(The data begins)
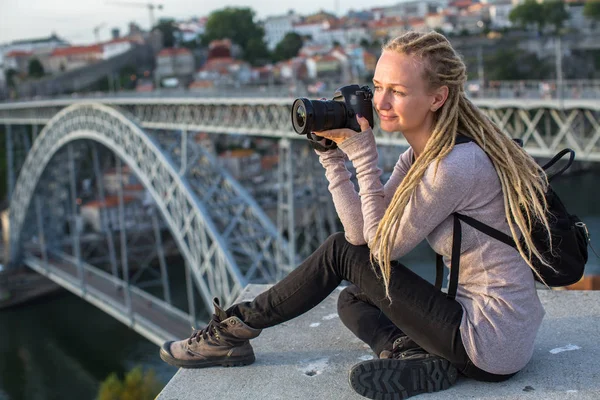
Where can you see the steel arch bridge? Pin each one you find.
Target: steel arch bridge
(223, 235)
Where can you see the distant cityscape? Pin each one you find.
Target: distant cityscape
(334, 49)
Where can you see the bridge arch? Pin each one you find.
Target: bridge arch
(201, 241)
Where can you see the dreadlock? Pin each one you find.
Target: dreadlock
(522, 179)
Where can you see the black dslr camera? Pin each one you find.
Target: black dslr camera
(309, 116)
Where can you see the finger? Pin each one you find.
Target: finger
(333, 133)
(362, 122)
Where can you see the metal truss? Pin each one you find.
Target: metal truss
(196, 199)
(546, 126)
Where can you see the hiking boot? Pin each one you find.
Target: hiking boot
(402, 373)
(224, 342)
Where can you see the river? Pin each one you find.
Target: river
(63, 348)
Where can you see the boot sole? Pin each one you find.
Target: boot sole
(225, 362)
(399, 379)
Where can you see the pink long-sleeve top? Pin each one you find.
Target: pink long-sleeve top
(496, 289)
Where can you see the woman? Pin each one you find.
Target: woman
(422, 338)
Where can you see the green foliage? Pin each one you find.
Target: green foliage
(238, 25)
(136, 386)
(527, 13)
(532, 13)
(11, 78)
(288, 47)
(591, 9)
(555, 13)
(511, 64)
(36, 69)
(169, 31)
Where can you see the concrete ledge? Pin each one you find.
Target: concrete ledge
(310, 356)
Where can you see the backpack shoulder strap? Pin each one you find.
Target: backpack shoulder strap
(488, 230)
(555, 159)
(456, 244)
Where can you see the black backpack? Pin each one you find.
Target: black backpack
(570, 238)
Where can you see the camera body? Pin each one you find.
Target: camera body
(310, 116)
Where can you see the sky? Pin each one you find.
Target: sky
(74, 20)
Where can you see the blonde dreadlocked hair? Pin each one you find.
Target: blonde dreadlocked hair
(522, 179)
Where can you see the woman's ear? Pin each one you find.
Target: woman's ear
(439, 98)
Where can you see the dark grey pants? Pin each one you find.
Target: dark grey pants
(418, 310)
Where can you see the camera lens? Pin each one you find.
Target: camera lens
(302, 113)
(317, 115)
(301, 116)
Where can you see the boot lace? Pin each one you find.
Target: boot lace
(211, 330)
(399, 352)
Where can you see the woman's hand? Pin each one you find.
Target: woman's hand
(339, 135)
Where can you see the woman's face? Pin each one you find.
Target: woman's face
(401, 96)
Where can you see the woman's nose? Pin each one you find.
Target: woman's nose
(380, 102)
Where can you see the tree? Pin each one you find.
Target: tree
(238, 25)
(169, 31)
(136, 386)
(289, 47)
(11, 78)
(555, 13)
(591, 9)
(528, 13)
(36, 69)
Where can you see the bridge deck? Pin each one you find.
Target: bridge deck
(147, 315)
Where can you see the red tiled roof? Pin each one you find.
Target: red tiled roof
(18, 53)
(171, 51)
(73, 50)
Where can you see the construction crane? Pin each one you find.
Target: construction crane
(150, 6)
(97, 31)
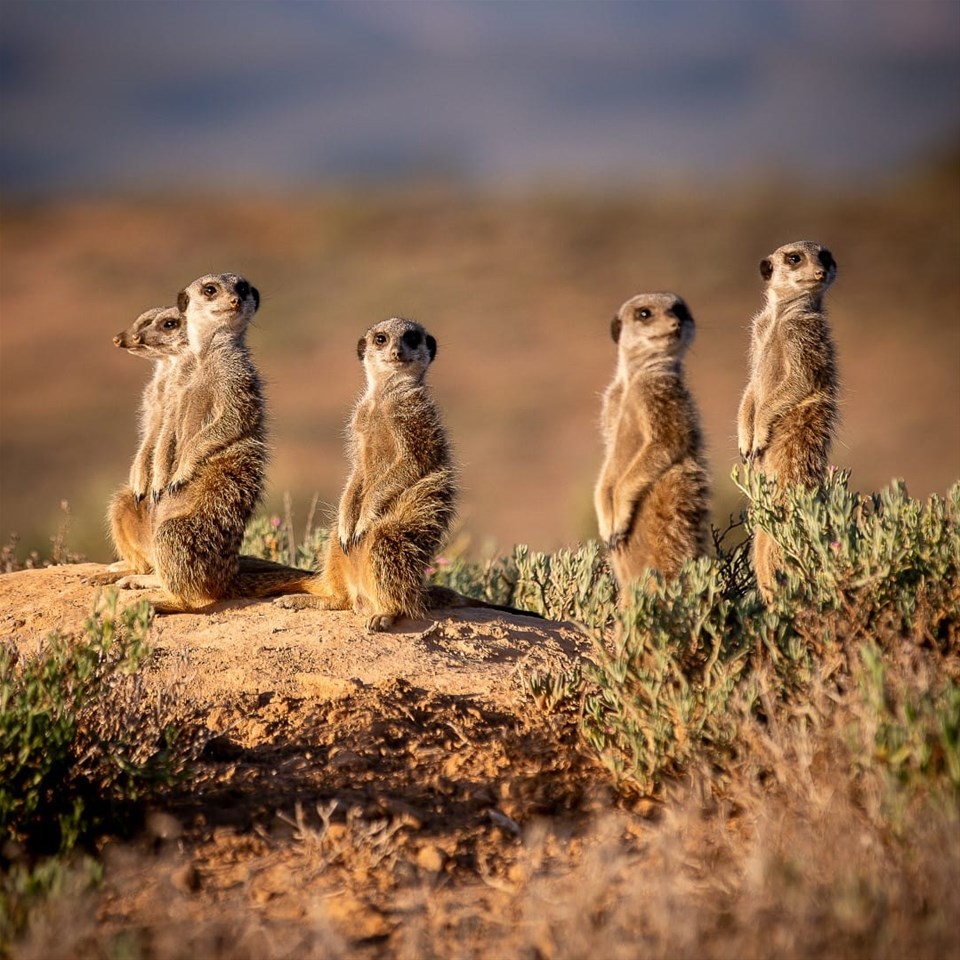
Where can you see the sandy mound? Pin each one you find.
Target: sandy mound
(256, 647)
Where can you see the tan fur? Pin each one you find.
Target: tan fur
(788, 413)
(158, 334)
(399, 501)
(217, 433)
(652, 495)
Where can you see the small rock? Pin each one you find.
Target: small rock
(430, 858)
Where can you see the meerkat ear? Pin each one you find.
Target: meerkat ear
(682, 312)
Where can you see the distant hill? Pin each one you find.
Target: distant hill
(99, 95)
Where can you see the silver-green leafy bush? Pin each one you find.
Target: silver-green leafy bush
(80, 738)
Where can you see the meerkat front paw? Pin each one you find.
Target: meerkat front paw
(380, 622)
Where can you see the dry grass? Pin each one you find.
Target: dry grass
(518, 291)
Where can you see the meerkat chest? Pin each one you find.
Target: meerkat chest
(771, 359)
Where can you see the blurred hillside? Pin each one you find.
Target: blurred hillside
(518, 290)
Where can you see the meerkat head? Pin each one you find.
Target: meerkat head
(396, 346)
(156, 333)
(653, 324)
(798, 269)
(217, 301)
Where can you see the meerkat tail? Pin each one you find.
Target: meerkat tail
(443, 598)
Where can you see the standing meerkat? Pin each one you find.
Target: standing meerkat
(652, 496)
(160, 335)
(399, 501)
(788, 413)
(216, 429)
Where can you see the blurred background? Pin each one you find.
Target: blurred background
(505, 173)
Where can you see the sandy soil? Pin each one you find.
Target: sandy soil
(358, 790)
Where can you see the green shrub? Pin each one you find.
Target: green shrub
(80, 739)
(674, 670)
(274, 538)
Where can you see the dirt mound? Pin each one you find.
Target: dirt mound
(358, 791)
(258, 648)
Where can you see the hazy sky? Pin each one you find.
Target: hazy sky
(107, 95)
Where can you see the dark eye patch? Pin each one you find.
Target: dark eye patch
(682, 312)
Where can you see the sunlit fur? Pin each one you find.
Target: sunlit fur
(652, 496)
(399, 501)
(788, 413)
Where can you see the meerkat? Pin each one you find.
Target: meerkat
(652, 496)
(215, 427)
(788, 413)
(400, 499)
(160, 335)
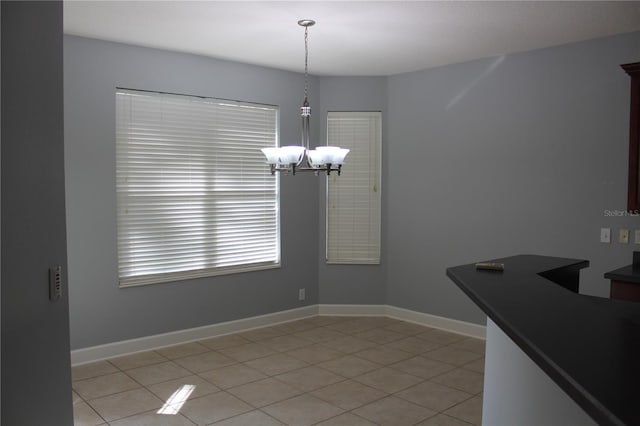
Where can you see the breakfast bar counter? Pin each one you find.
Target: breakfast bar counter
(588, 347)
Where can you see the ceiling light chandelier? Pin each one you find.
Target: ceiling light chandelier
(294, 158)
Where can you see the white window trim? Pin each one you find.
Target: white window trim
(353, 236)
(237, 167)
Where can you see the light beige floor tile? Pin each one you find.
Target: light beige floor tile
(285, 343)
(152, 418)
(346, 419)
(380, 335)
(232, 375)
(414, 345)
(205, 361)
(158, 373)
(259, 334)
(84, 415)
(423, 367)
(388, 380)
(247, 352)
(104, 385)
(477, 365)
(314, 354)
(264, 392)
(215, 407)
(320, 334)
(138, 360)
(383, 355)
(351, 326)
(443, 420)
(125, 404)
(222, 342)
(296, 326)
(185, 349)
(252, 418)
(470, 411)
(470, 344)
(407, 328)
(302, 410)
(276, 364)
(433, 395)
(94, 369)
(442, 337)
(196, 385)
(309, 378)
(324, 320)
(376, 321)
(349, 344)
(349, 366)
(452, 355)
(349, 394)
(460, 378)
(392, 411)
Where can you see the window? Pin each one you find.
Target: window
(194, 197)
(353, 199)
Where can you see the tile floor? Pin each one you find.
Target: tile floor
(328, 371)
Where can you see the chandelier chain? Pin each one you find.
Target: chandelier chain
(306, 60)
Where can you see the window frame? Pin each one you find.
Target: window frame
(253, 170)
(374, 184)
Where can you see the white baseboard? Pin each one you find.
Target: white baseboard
(434, 321)
(126, 347)
(353, 310)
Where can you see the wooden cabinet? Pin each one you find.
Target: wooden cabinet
(633, 197)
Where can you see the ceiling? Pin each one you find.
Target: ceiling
(364, 38)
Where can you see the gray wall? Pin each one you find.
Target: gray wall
(350, 284)
(36, 378)
(515, 154)
(101, 312)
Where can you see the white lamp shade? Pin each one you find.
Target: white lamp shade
(332, 154)
(315, 158)
(272, 154)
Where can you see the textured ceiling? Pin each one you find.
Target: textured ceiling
(351, 37)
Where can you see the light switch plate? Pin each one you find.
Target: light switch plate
(623, 236)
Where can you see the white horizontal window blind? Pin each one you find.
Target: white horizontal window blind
(354, 198)
(194, 196)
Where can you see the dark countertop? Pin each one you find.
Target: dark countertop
(589, 346)
(630, 274)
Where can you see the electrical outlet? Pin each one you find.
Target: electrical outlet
(623, 236)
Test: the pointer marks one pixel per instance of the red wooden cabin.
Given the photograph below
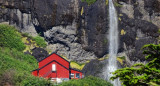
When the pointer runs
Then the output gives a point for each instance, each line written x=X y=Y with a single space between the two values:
x=57 y=69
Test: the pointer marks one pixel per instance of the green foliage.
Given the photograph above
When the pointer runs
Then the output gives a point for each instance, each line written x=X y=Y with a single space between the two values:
x=16 y=69
x=10 y=37
x=89 y=1
x=139 y=74
x=87 y=81
x=117 y=4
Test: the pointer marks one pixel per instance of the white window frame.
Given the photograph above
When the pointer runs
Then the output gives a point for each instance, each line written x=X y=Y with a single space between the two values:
x=72 y=75
x=79 y=75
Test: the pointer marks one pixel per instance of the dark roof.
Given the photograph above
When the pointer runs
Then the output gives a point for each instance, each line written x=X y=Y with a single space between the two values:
x=51 y=62
x=51 y=54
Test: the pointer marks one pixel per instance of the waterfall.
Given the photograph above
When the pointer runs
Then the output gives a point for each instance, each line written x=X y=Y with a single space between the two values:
x=113 y=44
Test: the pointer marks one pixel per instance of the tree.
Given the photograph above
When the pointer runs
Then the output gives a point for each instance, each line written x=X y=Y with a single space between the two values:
x=140 y=74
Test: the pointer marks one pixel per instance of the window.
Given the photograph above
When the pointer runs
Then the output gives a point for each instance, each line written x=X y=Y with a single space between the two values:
x=77 y=75
x=53 y=67
x=72 y=75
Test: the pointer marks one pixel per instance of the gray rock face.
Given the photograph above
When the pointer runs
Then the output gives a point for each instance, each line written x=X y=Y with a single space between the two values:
x=138 y=26
x=93 y=28
x=63 y=40
x=79 y=31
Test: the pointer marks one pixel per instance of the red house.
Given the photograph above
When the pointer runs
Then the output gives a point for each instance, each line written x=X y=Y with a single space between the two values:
x=57 y=69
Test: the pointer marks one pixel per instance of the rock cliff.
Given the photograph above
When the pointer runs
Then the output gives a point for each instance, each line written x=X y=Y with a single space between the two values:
x=79 y=31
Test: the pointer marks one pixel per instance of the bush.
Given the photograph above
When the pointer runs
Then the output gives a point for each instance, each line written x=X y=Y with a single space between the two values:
x=87 y=81
x=89 y=1
x=10 y=37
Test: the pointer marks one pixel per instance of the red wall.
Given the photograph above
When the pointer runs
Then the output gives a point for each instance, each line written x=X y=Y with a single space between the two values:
x=35 y=73
x=51 y=58
x=74 y=72
x=60 y=73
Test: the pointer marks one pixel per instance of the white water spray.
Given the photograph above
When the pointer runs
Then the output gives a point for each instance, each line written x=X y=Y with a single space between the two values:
x=113 y=43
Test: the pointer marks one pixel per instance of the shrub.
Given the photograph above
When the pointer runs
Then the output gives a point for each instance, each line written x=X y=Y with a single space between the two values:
x=87 y=81
x=10 y=37
x=89 y=1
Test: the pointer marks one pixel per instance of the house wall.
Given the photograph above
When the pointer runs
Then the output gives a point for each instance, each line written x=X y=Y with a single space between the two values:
x=74 y=72
x=53 y=57
x=61 y=72
x=35 y=73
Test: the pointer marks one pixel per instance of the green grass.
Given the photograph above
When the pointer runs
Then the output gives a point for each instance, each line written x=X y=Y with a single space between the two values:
x=10 y=37
x=87 y=81
x=18 y=66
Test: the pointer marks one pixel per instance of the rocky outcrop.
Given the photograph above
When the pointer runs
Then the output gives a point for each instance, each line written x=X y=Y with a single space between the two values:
x=139 y=24
x=79 y=31
x=39 y=53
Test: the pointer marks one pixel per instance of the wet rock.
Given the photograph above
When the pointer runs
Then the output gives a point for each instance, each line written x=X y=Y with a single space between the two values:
x=39 y=53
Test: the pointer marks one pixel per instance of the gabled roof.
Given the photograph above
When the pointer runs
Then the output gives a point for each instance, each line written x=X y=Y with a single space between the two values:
x=50 y=63
x=52 y=54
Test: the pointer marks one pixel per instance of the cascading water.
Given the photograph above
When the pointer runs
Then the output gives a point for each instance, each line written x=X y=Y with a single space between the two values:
x=113 y=43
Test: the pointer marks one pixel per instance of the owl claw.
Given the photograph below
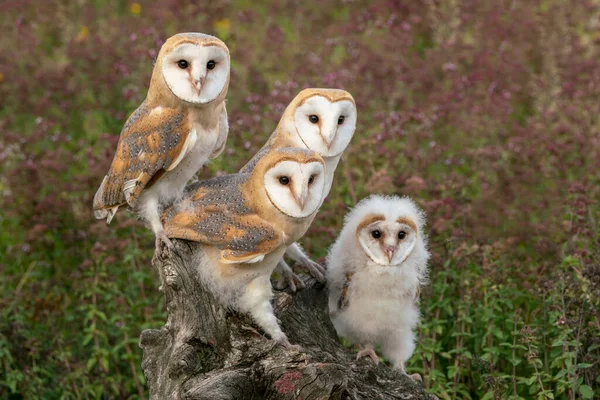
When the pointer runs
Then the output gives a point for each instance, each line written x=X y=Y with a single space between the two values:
x=368 y=351
x=313 y=268
x=161 y=237
x=290 y=279
x=284 y=342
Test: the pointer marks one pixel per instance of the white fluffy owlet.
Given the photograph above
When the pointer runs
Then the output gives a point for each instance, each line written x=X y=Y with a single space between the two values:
x=245 y=222
x=173 y=133
x=322 y=120
x=374 y=272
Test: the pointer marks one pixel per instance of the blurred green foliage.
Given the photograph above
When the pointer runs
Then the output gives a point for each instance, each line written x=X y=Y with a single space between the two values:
x=486 y=112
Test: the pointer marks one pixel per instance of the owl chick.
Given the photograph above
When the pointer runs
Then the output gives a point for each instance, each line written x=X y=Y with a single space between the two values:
x=245 y=222
x=322 y=120
x=173 y=133
x=374 y=272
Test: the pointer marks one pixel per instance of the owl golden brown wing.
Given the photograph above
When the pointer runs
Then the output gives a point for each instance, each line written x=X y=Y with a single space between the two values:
x=214 y=212
x=153 y=141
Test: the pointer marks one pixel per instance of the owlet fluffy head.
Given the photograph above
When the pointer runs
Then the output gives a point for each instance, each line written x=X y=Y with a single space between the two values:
x=324 y=119
x=388 y=229
x=293 y=179
x=194 y=67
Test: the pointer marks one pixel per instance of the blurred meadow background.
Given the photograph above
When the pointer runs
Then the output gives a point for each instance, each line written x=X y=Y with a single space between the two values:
x=486 y=112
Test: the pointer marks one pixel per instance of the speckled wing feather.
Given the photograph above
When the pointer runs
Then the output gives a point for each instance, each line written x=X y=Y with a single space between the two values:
x=214 y=212
x=153 y=141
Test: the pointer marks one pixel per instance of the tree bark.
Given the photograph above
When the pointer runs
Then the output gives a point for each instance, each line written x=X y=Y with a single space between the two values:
x=206 y=351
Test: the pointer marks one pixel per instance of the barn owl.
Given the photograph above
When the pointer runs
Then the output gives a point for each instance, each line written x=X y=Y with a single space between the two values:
x=322 y=120
x=245 y=222
x=374 y=272
x=181 y=124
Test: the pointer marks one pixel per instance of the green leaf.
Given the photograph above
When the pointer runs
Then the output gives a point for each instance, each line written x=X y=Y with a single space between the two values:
x=584 y=365
x=586 y=391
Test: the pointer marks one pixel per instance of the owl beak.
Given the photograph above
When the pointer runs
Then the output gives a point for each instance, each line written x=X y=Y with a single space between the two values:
x=329 y=139
x=197 y=83
x=301 y=200
x=389 y=252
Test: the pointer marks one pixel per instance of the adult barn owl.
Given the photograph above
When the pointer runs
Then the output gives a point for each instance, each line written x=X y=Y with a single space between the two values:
x=374 y=271
x=322 y=120
x=173 y=133
x=245 y=222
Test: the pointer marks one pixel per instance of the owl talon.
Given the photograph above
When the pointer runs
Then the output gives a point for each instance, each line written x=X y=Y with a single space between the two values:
x=285 y=343
x=290 y=280
x=161 y=238
x=314 y=269
x=368 y=351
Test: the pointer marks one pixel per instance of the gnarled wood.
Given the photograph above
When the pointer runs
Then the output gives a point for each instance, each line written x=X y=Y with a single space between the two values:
x=208 y=352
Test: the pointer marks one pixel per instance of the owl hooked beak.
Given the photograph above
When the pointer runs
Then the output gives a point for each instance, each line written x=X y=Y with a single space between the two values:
x=301 y=200
x=329 y=139
x=197 y=83
x=389 y=253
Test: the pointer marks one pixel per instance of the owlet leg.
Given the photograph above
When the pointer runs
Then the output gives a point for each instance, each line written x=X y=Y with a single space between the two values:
x=152 y=216
x=368 y=351
x=400 y=349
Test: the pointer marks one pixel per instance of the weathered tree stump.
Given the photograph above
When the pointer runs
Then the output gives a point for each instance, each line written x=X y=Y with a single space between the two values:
x=206 y=351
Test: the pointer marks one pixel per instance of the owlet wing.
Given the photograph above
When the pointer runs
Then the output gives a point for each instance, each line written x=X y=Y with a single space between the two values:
x=153 y=141
x=215 y=213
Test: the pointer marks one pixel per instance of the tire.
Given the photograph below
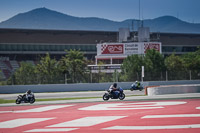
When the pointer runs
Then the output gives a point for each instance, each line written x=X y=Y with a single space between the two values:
x=32 y=100
x=18 y=101
x=122 y=96
x=105 y=97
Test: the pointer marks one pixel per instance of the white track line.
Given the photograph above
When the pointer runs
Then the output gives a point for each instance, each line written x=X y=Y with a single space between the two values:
x=21 y=122
x=170 y=116
x=152 y=127
x=87 y=121
x=42 y=109
x=52 y=130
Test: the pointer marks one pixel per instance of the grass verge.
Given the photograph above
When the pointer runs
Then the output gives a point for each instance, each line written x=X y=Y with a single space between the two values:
x=3 y=101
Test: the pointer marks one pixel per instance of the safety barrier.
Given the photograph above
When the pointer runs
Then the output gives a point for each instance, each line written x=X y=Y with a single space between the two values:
x=173 y=89
x=8 y=89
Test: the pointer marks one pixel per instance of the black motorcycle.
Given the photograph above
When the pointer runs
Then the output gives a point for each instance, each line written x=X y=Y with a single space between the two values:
x=118 y=94
x=22 y=98
x=134 y=87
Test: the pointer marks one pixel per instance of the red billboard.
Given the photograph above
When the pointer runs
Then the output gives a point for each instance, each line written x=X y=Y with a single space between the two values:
x=112 y=49
x=155 y=46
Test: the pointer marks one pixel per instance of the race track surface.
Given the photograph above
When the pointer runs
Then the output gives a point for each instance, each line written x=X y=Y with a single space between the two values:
(The data ends)
**Your objective:** Look through the records and give only the number of lines where the string "fluffy" appears.

**Solved problem:** 2